TASK REQUIREMENTS
Rewrite all of the material below as a numbered list with one line per item, skipping any blank lines. Leave the pictures out of your answer.

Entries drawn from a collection
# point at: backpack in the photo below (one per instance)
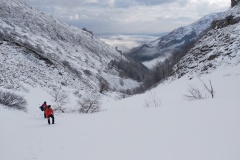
(41, 107)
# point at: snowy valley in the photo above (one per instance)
(161, 123)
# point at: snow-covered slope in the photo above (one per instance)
(40, 51)
(206, 129)
(175, 40)
(219, 47)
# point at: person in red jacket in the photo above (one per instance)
(49, 113)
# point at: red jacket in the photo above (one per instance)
(48, 112)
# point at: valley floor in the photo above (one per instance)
(176, 129)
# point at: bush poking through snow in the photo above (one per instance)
(153, 100)
(195, 93)
(89, 105)
(12, 100)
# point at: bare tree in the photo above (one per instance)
(103, 85)
(61, 98)
(89, 105)
(209, 89)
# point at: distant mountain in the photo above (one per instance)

REPLY TO THE EXERCISE
1. # point at: backpack in the photo below (one per instance)
2. (41, 107)
3. # point at: snowy valley in the photo above (one per instance)
4. (161, 123)
5. # point at: snow-covered slope in the photo above (one per instance)
6. (40, 51)
7. (206, 129)
8. (175, 40)
9. (219, 47)
10. # point at: person in red jacket in the photo above (one per instance)
11. (49, 113)
12. # point at: red jacket in the photo above (one per instance)
13. (48, 112)
14. # point at: valley floor in the photo above (one per instance)
15. (176, 129)
16. # point at: bush poking through snow in the photo above (one per instance)
17. (153, 100)
18. (195, 93)
19. (89, 105)
20. (12, 100)
21. # point at: bare tree in the photo above (one per instance)
22. (103, 85)
23. (61, 98)
24. (89, 105)
25. (209, 89)
26. # point at: distant mountain in the photo above (one per instance)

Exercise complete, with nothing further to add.